» **What you are asked to do**: Duplicate these lines word for word, starting with the line that contains "Practice step: pin every instance of the man's chin" and going on through the line that contains "[(411, 242)]", both included.

(Records)
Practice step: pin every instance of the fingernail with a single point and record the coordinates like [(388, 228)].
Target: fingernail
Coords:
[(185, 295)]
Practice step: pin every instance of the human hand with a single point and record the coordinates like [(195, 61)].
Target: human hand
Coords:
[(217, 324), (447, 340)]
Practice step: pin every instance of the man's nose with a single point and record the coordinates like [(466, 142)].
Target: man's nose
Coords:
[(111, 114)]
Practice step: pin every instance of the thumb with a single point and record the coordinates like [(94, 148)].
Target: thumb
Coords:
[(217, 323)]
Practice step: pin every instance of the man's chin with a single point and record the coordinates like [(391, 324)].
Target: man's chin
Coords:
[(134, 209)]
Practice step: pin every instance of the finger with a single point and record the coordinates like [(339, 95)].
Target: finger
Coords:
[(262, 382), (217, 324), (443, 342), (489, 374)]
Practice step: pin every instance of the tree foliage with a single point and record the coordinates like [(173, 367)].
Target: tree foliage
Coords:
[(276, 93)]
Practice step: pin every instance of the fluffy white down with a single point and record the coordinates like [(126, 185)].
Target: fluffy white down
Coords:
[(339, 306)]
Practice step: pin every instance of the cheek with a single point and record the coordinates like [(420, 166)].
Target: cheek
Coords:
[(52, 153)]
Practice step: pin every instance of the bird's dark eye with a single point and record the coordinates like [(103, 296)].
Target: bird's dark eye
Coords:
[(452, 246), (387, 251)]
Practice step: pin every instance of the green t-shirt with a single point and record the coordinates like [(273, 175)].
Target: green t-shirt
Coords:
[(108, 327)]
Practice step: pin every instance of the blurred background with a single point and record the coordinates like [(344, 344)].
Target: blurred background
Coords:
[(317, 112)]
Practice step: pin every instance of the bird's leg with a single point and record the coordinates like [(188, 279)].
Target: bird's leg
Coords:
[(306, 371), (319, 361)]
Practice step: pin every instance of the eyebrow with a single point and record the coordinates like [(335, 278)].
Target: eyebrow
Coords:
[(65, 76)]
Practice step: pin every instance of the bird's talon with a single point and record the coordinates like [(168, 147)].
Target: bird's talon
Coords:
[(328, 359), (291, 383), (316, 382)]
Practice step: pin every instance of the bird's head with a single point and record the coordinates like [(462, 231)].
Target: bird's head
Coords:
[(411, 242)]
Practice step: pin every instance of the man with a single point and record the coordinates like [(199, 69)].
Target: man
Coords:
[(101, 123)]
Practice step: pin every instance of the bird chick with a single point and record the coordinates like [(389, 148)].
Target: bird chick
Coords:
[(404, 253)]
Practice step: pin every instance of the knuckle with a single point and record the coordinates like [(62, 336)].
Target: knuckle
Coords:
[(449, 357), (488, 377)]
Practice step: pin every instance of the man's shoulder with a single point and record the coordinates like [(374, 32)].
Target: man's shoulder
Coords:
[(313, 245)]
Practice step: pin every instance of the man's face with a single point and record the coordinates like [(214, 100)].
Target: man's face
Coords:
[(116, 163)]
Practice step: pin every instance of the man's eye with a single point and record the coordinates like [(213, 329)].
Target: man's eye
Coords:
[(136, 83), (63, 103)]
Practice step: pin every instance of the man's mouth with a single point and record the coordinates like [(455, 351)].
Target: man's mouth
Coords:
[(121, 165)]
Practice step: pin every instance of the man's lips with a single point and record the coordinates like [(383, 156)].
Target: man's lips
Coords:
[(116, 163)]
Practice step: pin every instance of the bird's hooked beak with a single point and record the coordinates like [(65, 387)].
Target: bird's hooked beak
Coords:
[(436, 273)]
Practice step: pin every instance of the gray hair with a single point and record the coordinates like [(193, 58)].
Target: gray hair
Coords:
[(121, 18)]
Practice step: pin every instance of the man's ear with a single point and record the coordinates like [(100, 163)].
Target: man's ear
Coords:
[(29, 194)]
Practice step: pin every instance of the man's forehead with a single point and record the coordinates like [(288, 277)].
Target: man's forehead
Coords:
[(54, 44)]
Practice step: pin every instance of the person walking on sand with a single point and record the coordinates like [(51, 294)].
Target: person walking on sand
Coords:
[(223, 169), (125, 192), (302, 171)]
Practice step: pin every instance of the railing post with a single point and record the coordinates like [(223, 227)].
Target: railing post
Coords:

» **In response**:
Practice step: pin every instance of the man's chin with a single point and record the coordinates like [(391, 324)].
Target: man's chin
Coords:
[(134, 209)]
Practice step: pin every instance of the finger with a single point and record the coordinates like [(339, 95)].
Target: finger
Coords:
[(262, 382), (217, 324), (443, 342), (489, 374)]
Practice step: pin every instance of the tree foliage with a single point and record the coordinates like [(173, 367)].
Target: tree foliage
Coords:
[(276, 93)]
Practice step: pin every instance of the fluffy white down with a single point and record the coordinates like [(126, 185)].
Target: fluffy white down
Coords:
[(339, 306)]
Practice step: pin every instance of the cheek with a single point and record the coordinates like [(420, 166)].
Target: cheek
Coords:
[(52, 153)]
Practice step: pin every instance of the bird's dark eye with a single point and record the coordinates like [(103, 296)].
Target: bird's dark eye
Coords:
[(452, 246), (387, 251)]
Practice step: pin every instance of the green t-shirt with a single point and record the coordinates like [(273, 175)].
Target: green t-shirt
Coords:
[(108, 327)]
Practice step: pin every instance of the blurred background with a single point and record the coordinates like [(344, 344)].
Target: blurred background
Coords:
[(317, 112)]
Practice step: pin every instance of the bird's leg with a single point and record the coordinates like [(188, 279)].
Target: bird's leg
Coords:
[(306, 371), (319, 361)]
Practice step: pin every instance of the eyebrow with a single point and record the coordinates like [(335, 278)].
Target: eyebrow
Coords:
[(65, 76)]
Practice step: pin every instance of the bird's talon with a single point and record the coordinates like [(168, 147)].
Target: bird's talon
Coords:
[(328, 359), (291, 383), (316, 382)]
Practice step: pin every instance of the bird's head with a single point and record the coordinates like [(462, 231)].
Target: bird's head
Coords:
[(411, 242)]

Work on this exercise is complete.